*Exercise instructions:*
1. List every response to acts of antisemitism that the passage on responding to antisemitism says there must be more of.
2. Pick up the passage on responding to antisemitism after its final sentence, and continue it.

*Text excerpt:*
---------------

This article was published in May of 2023,
five months before the most murderous
day of Jews since the Holocaust, and I fear
her thesis has only been strengthened.
Teaching only about the Holocaust without
teaching about the Jewish people, Jewish
values and ideals, Jewish contributions to
the world, Jewish culture and practice
only focuses on Jews as victims. But
today’s antisemite learns about the
Holocaust and sees the Jewish people as
the committer of a current genocide
instead of the victim, as perpetrating a
Holocaust instead of experiencing one.
Another famous Jew has been targeted
with hate for his Judaism, but he has
responded in a very different way. Michael
Rapaport is an award-winning actor,
comedian and podcaster. Since October 7
he has not only visited Israel countless
times, he has relentlessly dedicated his
online influence to advocating for Israel
and the Jewish people. Asked about how
October 7 impacted him, he said, “My
Judaism has changed 100%. I am more in
tune with it. I’m more proud, I’m more
aware, I’m more educated. I’m more
proactive in every single way possible and
I’m really glad about that.”
Asked how his belief in G-d has changed,
he answered: “I believe in G-d in a
different way. I believe in Hashem in a
different way. I celebrate and understand
him in a different way. I think we have
nothing but faith. You have to have faith.
That’s been one of the good things that has
come from this last year for me personally.”
Michael Rapaport now wraps tefillin and
says about it, “Every single time is a
blessing, every single time is a Mitzvah.”
Certainly, we must confront antisemites,
hold them accountable, throw the book at
them and, when possible, seek to reform
them. Educating may be a first step, but it
cannot be the whole strategy. The answer
is to not focus on their education, like
Dave Portnoy did, but to focus on ours, as
Michael Rapaport is. Our response to acts
of antisemitism must be more Jewish
pride, more Jewish practice, stronger
Jewish identity, increased Torah
observance.

---------------

*Material:*
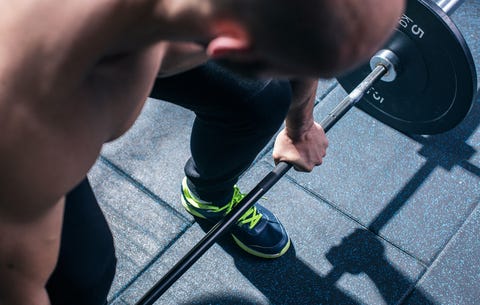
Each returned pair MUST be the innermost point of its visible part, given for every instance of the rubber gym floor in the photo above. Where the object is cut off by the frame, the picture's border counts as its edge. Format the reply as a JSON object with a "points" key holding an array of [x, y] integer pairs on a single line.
{"points": [[387, 219]]}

---------------

*Responses per task:*
1.
- More Jewish pride
- More Jewish practice
- Stronger Jewish identity
- Increased Torah observance

2.
Rather than reward the hateful hoodlums
with a trip to Poland, Portnoy should
announce he is going to Israel. He should
put on a Magen Dovid necklace if not a
yarmulka, hang a mezuzah on his home
and office, engage his Judaism and Jewish
learning in a meaningful way.
When doing one of his famous pizza
reviews, before he takes a bite and gives a
score, Portnoy proudly announces “one
bite, everyone knows the rules.” But the
truth is, while everyone may know the
rules, he does not follow them: he doesn’t
take one bite, he takes several and when
the pizza tastes particularly good, he can’t
help himself from finishing the whole
slice.
Describing a relationship with Hashem,
Dovid HaMelech (Tehillim 34:9) taught,
Ta’amu u’ru ki tov Hashem, taste and you
will see that Hashem is good. Why does
he employ the word taste, why not just say
see that Hashem is good? Faith begins
with practice. You can’t just listen, read
about or think about Hashem, you must
engage, act and then you will see with
clarity a life of meaning, purpose and
eternity. It begins with a taste, a little
something and you will want more.
We must confront antisemitism but not
just with stories or tours of Jewish
victimhood. Instead of focusing on
educating others, educate yourself, your
children and Jews all around us to be
living richly proud and practicing Jewish
lives.
Start with one thing. Just one bite of a
mitzvah and you will want more and more.